--- START ---

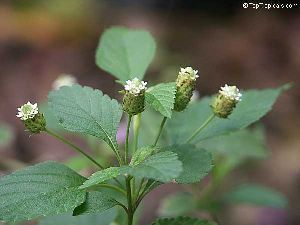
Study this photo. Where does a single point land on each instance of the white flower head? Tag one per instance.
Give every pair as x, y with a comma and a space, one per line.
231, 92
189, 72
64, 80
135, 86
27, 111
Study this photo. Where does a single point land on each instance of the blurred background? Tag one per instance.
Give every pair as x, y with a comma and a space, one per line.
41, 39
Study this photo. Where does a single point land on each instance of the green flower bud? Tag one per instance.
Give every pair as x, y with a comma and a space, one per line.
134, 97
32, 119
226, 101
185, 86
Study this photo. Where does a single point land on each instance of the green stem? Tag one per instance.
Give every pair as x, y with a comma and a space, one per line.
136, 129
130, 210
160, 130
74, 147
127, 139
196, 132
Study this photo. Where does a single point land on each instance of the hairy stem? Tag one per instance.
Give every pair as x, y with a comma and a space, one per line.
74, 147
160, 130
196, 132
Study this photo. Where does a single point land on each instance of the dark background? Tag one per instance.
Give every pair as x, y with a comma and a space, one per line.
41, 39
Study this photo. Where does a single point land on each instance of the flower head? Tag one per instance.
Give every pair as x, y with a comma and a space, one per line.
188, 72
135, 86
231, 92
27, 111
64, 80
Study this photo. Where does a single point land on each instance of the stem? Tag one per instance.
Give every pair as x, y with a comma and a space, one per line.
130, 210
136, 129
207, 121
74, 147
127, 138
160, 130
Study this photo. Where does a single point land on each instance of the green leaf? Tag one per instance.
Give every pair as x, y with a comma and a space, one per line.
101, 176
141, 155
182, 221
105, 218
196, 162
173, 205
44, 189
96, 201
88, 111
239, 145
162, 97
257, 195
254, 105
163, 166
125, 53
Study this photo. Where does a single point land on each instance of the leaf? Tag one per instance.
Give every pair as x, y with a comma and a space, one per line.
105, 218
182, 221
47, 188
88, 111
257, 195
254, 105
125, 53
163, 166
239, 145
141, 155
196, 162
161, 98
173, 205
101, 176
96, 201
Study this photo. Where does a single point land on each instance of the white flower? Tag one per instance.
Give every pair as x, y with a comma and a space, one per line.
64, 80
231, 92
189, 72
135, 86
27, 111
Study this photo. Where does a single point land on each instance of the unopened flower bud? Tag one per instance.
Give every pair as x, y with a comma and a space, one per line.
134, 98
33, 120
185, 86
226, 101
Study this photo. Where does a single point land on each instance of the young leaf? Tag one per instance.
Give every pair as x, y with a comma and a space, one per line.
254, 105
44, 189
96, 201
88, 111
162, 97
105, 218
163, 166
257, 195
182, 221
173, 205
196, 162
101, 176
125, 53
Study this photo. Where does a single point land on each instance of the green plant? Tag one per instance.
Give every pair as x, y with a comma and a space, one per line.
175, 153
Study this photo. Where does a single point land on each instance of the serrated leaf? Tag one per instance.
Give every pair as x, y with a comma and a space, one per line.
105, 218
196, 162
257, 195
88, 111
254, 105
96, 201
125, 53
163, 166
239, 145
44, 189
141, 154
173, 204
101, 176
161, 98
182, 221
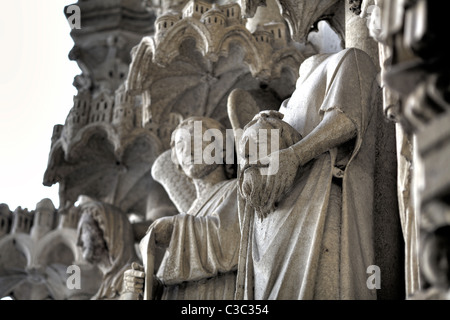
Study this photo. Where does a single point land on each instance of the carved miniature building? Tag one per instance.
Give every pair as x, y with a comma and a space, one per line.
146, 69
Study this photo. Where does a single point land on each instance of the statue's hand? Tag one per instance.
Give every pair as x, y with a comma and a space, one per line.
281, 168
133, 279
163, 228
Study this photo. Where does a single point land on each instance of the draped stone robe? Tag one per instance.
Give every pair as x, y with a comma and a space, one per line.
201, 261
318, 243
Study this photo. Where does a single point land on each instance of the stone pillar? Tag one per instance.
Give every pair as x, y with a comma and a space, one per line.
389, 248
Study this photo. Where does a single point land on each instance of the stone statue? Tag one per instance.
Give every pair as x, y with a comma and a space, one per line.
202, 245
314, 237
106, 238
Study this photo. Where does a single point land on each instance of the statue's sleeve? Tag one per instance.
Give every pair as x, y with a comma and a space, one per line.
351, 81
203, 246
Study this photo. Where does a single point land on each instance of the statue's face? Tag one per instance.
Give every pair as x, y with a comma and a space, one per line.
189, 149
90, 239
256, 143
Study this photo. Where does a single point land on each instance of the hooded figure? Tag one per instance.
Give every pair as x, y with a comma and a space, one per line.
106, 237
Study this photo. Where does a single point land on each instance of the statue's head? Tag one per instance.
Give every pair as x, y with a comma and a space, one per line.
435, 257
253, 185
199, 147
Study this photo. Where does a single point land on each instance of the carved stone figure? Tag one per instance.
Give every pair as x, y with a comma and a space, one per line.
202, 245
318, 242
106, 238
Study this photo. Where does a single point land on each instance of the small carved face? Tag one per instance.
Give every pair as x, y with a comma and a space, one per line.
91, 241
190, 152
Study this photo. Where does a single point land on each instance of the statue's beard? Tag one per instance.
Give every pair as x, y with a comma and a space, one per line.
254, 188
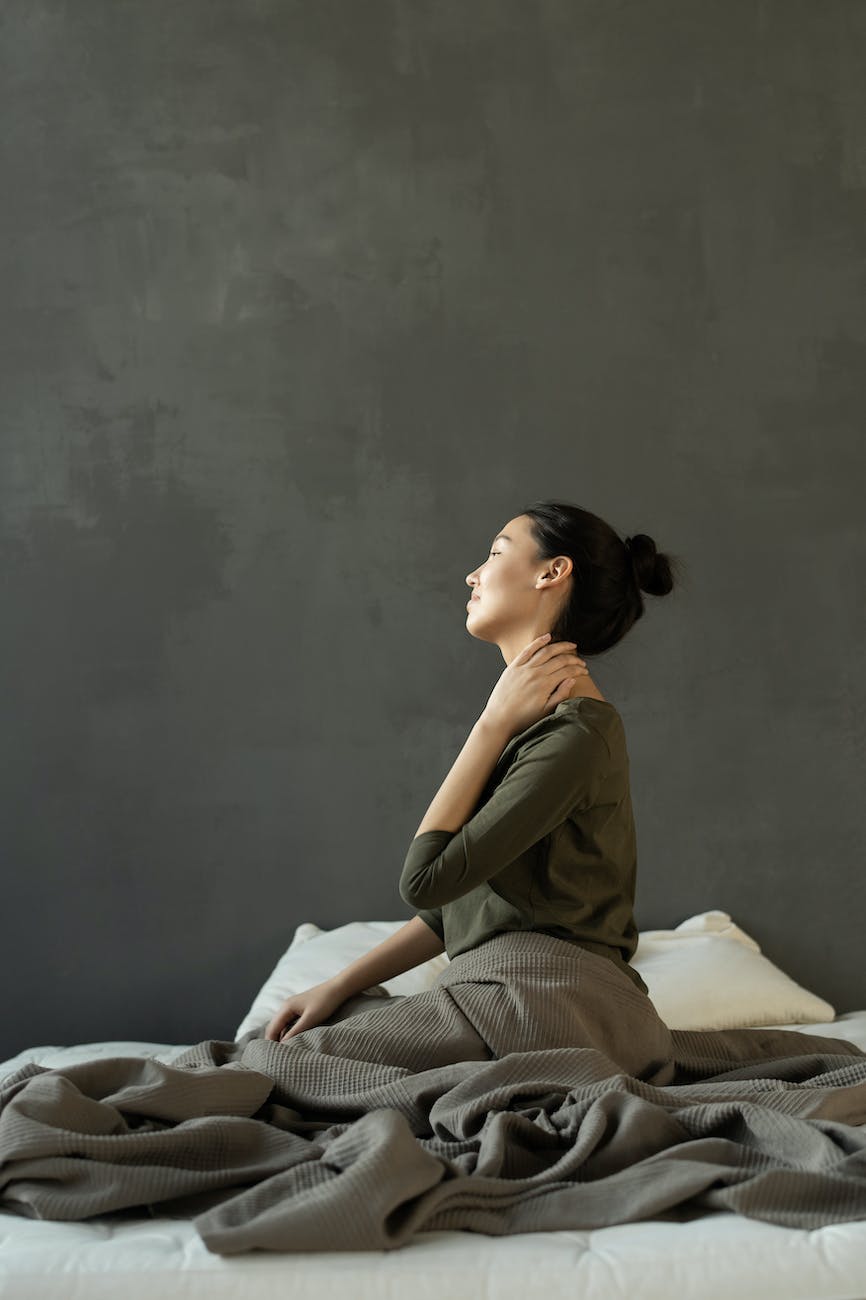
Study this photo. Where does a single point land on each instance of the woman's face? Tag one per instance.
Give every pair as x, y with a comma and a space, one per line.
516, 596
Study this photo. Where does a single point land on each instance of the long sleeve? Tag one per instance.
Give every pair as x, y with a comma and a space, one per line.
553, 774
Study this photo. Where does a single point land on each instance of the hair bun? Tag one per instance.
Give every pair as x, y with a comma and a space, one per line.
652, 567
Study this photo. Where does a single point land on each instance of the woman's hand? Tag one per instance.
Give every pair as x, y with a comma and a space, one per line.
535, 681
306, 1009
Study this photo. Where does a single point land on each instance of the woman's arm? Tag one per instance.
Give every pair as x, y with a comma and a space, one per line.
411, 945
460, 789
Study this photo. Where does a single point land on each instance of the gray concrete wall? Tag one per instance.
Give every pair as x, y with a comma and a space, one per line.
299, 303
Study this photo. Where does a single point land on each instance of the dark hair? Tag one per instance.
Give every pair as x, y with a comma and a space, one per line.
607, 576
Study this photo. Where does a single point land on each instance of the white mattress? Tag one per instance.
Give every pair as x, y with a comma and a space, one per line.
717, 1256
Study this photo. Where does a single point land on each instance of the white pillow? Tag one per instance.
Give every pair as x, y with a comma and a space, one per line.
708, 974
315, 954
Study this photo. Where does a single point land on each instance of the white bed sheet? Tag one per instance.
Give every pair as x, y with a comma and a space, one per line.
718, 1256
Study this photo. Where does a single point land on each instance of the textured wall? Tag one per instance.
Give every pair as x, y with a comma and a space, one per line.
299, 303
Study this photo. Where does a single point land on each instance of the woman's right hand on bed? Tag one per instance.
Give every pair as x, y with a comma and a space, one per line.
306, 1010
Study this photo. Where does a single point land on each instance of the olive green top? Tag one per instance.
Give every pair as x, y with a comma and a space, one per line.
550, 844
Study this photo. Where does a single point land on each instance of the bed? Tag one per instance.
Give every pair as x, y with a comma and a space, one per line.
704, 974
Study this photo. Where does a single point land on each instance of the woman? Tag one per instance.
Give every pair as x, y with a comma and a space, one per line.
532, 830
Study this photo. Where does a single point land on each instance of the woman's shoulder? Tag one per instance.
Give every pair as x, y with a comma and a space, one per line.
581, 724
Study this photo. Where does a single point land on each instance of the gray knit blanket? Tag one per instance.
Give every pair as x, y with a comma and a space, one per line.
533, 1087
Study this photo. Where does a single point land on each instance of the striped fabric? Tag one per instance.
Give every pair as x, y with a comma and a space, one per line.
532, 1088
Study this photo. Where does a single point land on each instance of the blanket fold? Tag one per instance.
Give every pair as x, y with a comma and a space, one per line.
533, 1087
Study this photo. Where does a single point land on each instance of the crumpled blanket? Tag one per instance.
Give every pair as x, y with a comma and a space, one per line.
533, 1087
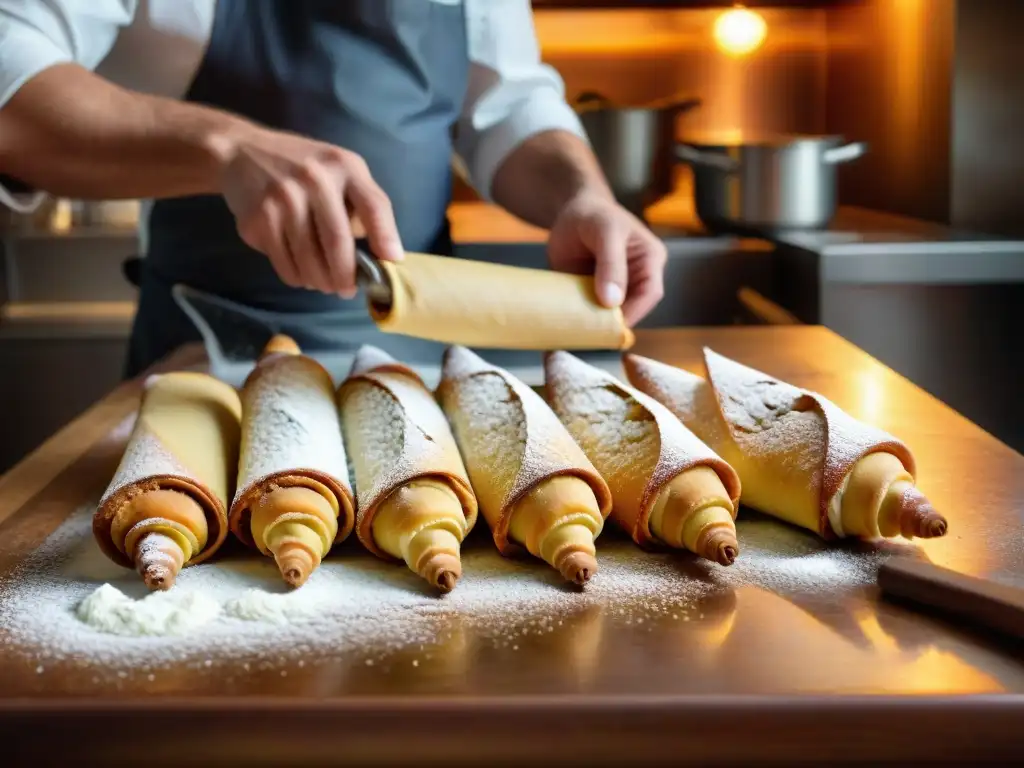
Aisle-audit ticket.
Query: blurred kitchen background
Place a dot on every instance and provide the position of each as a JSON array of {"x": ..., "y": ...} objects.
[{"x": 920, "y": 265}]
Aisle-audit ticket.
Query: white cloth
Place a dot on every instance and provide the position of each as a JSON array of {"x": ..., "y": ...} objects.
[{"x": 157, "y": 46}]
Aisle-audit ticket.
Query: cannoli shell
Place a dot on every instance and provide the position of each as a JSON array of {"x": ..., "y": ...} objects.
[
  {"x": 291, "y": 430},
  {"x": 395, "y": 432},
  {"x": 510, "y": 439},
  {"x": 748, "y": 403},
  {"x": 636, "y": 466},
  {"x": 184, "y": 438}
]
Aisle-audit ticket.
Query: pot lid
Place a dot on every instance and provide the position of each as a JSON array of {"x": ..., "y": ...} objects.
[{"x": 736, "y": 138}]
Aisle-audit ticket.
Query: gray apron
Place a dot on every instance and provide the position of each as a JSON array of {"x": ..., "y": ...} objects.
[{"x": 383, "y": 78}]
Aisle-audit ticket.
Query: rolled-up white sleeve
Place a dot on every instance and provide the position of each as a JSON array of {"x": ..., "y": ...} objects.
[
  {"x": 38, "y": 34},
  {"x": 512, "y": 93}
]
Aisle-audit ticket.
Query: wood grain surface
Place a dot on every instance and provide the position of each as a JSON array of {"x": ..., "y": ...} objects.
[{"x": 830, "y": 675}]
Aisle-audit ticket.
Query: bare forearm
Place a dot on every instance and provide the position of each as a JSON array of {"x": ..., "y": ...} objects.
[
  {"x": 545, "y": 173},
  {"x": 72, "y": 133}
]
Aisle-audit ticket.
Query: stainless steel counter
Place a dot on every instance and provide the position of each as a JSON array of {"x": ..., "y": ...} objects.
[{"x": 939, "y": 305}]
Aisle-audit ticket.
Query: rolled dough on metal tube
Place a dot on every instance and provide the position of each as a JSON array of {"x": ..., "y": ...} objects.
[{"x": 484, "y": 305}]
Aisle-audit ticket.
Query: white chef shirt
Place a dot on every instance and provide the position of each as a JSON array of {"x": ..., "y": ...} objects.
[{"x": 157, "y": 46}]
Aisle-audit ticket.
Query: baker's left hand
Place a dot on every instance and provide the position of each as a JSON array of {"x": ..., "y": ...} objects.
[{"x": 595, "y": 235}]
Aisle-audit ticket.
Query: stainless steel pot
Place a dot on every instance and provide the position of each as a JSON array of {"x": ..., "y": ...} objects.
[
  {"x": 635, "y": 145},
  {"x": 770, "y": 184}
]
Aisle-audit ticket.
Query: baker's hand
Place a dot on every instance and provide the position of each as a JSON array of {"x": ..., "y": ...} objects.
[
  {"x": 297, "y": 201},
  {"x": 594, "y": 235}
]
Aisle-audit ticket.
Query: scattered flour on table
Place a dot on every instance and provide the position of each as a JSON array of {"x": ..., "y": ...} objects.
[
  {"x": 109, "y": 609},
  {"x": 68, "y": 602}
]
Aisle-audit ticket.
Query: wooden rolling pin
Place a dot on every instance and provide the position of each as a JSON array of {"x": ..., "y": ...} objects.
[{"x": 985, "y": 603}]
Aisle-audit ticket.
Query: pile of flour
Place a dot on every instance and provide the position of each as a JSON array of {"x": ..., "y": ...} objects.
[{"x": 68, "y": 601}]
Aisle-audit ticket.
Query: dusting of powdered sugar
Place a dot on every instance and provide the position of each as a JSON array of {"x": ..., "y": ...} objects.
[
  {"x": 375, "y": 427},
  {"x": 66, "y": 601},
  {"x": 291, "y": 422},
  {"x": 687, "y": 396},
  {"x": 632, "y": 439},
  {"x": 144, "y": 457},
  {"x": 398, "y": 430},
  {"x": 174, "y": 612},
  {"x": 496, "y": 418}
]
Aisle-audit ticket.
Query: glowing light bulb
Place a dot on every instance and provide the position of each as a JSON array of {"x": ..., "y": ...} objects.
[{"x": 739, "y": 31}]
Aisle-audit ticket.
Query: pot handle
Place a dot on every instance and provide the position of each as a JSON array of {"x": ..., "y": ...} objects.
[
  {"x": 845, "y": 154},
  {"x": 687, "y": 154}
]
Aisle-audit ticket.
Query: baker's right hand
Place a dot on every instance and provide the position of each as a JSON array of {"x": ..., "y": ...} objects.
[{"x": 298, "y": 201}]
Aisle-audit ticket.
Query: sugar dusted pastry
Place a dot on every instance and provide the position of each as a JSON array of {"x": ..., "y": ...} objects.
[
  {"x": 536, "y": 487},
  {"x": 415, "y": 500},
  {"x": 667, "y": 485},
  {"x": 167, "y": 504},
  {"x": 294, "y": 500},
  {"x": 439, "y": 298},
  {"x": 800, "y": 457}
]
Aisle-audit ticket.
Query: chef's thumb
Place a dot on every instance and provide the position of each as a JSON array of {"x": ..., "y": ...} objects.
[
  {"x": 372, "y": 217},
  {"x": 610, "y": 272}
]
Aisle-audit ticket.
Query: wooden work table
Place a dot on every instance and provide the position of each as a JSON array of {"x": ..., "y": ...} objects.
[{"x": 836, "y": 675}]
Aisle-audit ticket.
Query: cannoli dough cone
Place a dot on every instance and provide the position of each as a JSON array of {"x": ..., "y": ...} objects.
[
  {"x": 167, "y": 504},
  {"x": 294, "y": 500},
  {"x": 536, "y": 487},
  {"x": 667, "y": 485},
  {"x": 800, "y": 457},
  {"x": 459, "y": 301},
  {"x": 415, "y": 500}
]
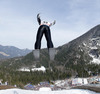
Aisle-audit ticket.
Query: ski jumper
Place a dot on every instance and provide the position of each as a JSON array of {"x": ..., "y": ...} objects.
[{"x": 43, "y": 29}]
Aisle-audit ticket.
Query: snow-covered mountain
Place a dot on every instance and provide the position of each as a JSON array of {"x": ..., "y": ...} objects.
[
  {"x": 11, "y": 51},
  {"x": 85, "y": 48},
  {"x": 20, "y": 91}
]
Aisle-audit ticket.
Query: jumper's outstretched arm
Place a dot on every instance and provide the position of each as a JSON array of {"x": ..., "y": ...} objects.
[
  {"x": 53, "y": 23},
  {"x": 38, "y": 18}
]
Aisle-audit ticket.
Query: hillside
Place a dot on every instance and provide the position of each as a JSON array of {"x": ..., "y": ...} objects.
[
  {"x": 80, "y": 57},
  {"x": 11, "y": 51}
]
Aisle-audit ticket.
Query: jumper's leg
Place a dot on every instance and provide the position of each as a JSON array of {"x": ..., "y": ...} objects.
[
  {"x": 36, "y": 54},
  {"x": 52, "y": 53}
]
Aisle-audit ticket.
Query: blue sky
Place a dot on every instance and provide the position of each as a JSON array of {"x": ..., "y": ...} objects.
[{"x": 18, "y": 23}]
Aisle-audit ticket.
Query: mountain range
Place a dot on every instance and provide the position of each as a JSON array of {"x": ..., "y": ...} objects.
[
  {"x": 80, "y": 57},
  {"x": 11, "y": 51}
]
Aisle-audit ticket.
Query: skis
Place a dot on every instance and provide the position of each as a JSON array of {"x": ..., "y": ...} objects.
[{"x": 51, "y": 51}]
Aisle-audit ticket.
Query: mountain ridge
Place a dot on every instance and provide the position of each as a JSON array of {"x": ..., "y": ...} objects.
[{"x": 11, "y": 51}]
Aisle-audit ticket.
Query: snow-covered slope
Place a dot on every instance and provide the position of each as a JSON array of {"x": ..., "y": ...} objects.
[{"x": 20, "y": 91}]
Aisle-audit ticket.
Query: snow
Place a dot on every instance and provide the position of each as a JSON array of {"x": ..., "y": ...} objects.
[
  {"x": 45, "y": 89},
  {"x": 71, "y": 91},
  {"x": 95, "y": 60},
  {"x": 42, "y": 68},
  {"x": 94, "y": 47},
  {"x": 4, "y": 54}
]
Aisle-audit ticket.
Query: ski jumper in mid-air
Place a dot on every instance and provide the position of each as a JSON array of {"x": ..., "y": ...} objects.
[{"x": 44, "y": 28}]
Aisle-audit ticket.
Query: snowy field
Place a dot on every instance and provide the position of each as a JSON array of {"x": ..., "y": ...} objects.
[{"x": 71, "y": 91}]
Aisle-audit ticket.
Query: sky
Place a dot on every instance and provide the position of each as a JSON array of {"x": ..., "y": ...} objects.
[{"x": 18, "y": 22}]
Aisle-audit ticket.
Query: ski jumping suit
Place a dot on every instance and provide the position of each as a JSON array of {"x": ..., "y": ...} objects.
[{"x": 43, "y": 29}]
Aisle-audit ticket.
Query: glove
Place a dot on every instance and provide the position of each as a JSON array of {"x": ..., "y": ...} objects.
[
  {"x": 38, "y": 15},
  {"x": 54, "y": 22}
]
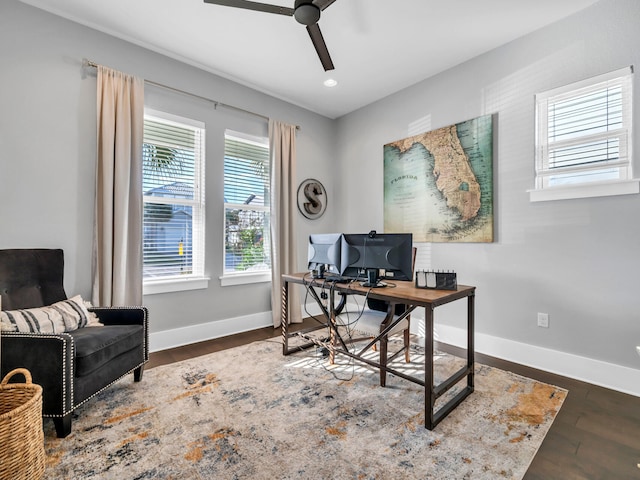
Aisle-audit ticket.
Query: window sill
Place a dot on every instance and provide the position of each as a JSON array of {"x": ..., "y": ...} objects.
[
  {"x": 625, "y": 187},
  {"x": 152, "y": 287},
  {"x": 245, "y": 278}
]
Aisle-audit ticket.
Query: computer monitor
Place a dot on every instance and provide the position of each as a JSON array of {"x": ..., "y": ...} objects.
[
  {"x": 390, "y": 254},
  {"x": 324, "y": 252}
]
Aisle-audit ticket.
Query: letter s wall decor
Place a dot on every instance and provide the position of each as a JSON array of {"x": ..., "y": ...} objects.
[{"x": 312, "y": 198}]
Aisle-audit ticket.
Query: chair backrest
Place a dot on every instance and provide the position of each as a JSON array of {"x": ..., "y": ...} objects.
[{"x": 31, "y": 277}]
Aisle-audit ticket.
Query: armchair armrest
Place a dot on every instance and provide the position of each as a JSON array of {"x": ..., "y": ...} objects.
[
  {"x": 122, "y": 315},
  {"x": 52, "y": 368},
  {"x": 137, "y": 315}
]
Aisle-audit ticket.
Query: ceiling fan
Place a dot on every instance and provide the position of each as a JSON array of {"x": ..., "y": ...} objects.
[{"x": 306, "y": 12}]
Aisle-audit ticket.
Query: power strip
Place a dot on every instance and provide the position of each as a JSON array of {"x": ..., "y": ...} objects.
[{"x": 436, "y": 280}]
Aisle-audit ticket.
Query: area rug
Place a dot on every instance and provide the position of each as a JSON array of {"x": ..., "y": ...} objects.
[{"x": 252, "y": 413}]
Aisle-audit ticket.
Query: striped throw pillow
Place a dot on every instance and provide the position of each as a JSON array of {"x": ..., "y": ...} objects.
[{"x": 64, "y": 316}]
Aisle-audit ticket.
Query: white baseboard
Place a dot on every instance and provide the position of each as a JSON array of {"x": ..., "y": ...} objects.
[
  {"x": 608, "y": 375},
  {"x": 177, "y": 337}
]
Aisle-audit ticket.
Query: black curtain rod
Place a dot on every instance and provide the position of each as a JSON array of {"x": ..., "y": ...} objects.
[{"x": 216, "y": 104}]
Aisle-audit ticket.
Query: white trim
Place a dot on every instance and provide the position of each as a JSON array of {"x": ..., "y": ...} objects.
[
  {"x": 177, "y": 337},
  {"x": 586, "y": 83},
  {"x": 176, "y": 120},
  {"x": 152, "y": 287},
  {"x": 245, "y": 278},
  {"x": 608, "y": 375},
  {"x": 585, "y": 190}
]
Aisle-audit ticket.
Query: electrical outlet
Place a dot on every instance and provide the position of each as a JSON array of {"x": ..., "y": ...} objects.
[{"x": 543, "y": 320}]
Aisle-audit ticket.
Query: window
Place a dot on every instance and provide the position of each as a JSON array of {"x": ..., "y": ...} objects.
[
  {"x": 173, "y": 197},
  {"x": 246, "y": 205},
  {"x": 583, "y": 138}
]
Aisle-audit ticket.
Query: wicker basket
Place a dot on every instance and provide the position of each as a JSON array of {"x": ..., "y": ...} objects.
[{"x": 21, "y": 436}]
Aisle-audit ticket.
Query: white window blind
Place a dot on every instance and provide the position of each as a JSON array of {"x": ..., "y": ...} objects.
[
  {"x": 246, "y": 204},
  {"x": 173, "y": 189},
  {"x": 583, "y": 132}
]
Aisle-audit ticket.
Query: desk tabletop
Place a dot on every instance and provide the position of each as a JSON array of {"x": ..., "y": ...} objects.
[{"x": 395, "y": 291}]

--- END ---

■ WHAT IS REQUIRED ■
In the records above, find the line with "stone figure? Tag one per instance." and the line with "long sleeve? Tag one per instance.". Write out exactly those lines and every one between, with no pictures and no other lines.

■ TASK SOLUTION ■
Study this photo. Where does a single point land on each instance of the carved stone figure? Tag one per instance.
Give every pair as x, y with a comma and a space, one per line.
202, 245
318, 242
106, 238
Study this photo. Where does a single point land on each instance of the small carved face? Tag one per instance.
Give every pair as x, y with a comma and a space, one per line.
91, 241
190, 152
Study this photo. Where does a single point land on each instance of the statue's beard? Tag one per instance.
Give every pair as x, y with a comma and a space, one per line.
254, 188
Study this photo. Where does a single point land on each instance of the woman's face? Tag one per instance.
Give every pair as x, y with a comma and a space, one per line.
516, 596
Study this photo. Where does a single point land on each instance of the long sleeve? Tag one per instance.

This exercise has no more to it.